_TASK DESCRIPTION_. Please write out every line of these items again, requests included, leaving out the pictures. Scale each recorded point coordinate by 1.2 and round to the nearest whole number, halves up, but keep the numbers in the requests and their sample lists unchanged.

_EXCERPTED RECORDS_.

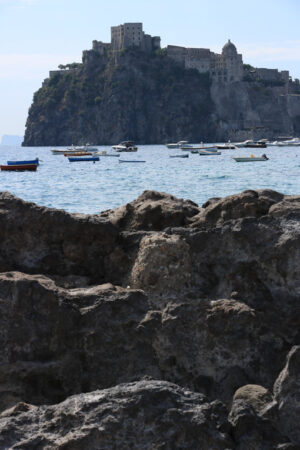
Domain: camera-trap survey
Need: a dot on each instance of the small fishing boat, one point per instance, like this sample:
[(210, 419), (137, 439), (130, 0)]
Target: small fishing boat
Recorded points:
[(251, 158), (30, 161), (177, 144), (80, 159), (125, 146), (78, 154), (179, 156), (104, 153), (227, 146), (55, 151), (20, 167), (131, 160), (253, 144), (208, 152)]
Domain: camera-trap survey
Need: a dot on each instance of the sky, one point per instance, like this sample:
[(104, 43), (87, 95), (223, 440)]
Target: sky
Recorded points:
[(38, 35)]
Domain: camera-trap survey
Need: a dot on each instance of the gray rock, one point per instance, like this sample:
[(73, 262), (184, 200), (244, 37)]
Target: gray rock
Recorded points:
[(144, 415), (287, 395)]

_WRITTEN ANSWER_.
Domain: camera-trap survey
Need: a dot on each instance of the small fishing boat, one point per instance, like this sample:
[(210, 419), (137, 439), (130, 0)]
Target: small fishing boat
Recorded points:
[(301, 190), (36, 193), (212, 173), (96, 191), (150, 175), (94, 185), (215, 187), (125, 184), (272, 175), (66, 181), (24, 200), (157, 192), (304, 173), (250, 182)]
Domain: camera-trap survey
Need: a dot on each instance of the sky, one point per instance, like this sample:
[(104, 43), (87, 95), (223, 440)]
Target: sky
Recorded points:
[(46, 42)]
Domain: camera-trap survey
Need: a dot on each instance of the gray rock, one point per instance, like this sample:
[(73, 262), (184, 200), (244, 37)]
Target: gray rock
Recorded points:
[(173, 498), (344, 474)]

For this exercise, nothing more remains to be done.